**** RECORD EXCERPTS
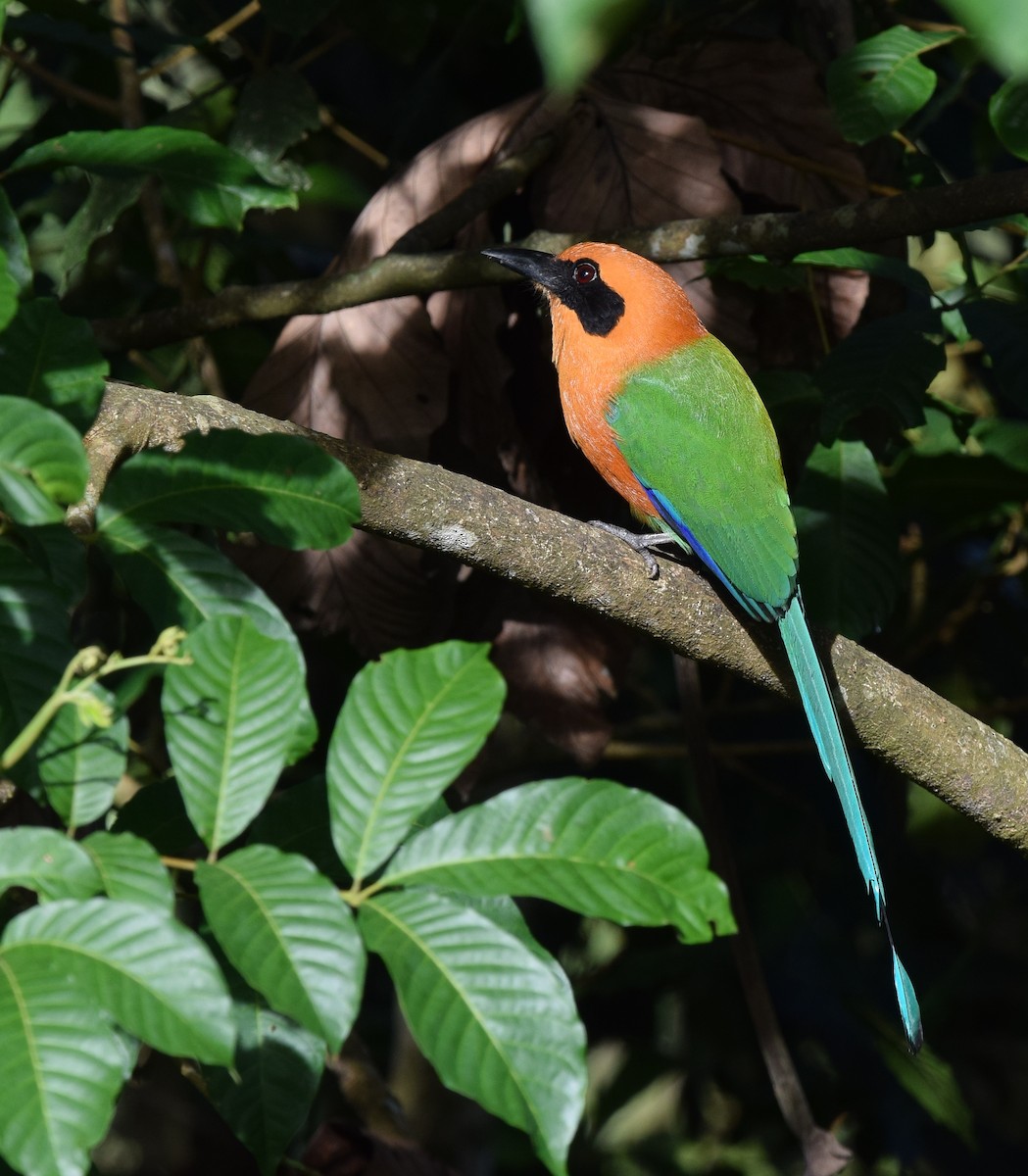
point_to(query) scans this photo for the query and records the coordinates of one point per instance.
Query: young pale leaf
(848, 542)
(881, 82)
(42, 464)
(140, 967)
(410, 723)
(179, 580)
(209, 183)
(33, 650)
(62, 1068)
(269, 1092)
(15, 247)
(1004, 440)
(81, 763)
(52, 358)
(289, 935)
(593, 846)
(229, 721)
(46, 861)
(130, 869)
(95, 217)
(497, 1022)
(285, 488)
(887, 365)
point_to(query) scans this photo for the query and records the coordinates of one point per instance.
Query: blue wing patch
(756, 609)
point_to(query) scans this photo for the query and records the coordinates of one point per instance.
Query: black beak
(541, 269)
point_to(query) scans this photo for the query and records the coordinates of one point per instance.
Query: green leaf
(42, 464)
(266, 1097)
(887, 365)
(34, 651)
(157, 814)
(62, 1068)
(289, 935)
(154, 977)
(211, 185)
(593, 846)
(276, 110)
(47, 862)
(850, 568)
(295, 820)
(9, 293)
(95, 218)
(286, 489)
(999, 28)
(81, 763)
(875, 264)
(1004, 440)
(229, 720)
(130, 869)
(495, 1021)
(573, 35)
(179, 580)
(52, 358)
(1008, 115)
(410, 723)
(15, 246)
(880, 82)
(62, 558)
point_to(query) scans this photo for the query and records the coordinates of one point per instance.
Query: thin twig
(217, 34)
(774, 234)
(352, 140)
(62, 86)
(922, 736)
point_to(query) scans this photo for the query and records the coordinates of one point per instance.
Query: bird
(667, 416)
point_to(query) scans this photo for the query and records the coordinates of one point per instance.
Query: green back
(693, 428)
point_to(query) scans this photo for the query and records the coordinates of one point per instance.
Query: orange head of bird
(611, 310)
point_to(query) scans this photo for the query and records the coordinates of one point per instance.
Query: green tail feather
(823, 718)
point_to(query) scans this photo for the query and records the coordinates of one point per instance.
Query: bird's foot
(639, 544)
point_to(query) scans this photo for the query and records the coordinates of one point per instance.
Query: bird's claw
(639, 544)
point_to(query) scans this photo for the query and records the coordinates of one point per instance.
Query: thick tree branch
(775, 234)
(961, 760)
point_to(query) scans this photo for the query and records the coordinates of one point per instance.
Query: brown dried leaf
(562, 670)
(376, 374)
(763, 104)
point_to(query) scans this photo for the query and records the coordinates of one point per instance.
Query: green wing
(699, 439)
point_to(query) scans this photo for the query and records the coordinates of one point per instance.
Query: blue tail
(823, 721)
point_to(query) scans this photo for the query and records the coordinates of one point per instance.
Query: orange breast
(592, 369)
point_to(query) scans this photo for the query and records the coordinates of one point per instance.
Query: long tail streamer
(823, 718)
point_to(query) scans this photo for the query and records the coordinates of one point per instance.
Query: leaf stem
(91, 664)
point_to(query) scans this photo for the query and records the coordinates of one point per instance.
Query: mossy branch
(927, 739)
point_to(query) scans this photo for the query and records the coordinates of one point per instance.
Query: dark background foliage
(699, 109)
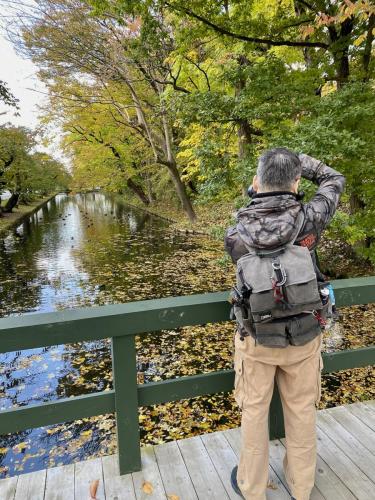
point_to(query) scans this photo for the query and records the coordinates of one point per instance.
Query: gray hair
(278, 169)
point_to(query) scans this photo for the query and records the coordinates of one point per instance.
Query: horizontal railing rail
(121, 323)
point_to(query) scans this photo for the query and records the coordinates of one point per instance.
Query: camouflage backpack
(277, 299)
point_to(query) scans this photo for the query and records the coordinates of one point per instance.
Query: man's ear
(296, 185)
(255, 183)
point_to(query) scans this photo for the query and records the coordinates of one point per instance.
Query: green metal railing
(121, 322)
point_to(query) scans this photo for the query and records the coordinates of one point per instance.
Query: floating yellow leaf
(147, 487)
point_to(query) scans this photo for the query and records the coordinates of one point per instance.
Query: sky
(20, 75)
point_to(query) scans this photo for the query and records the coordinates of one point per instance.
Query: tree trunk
(181, 191)
(138, 190)
(12, 202)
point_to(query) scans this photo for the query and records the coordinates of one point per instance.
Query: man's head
********
WHAT YOU ARE ASKED TO DO: How many of the lines above contain the word "railing"? Reply with only the number.

CORRECT RESULT: 2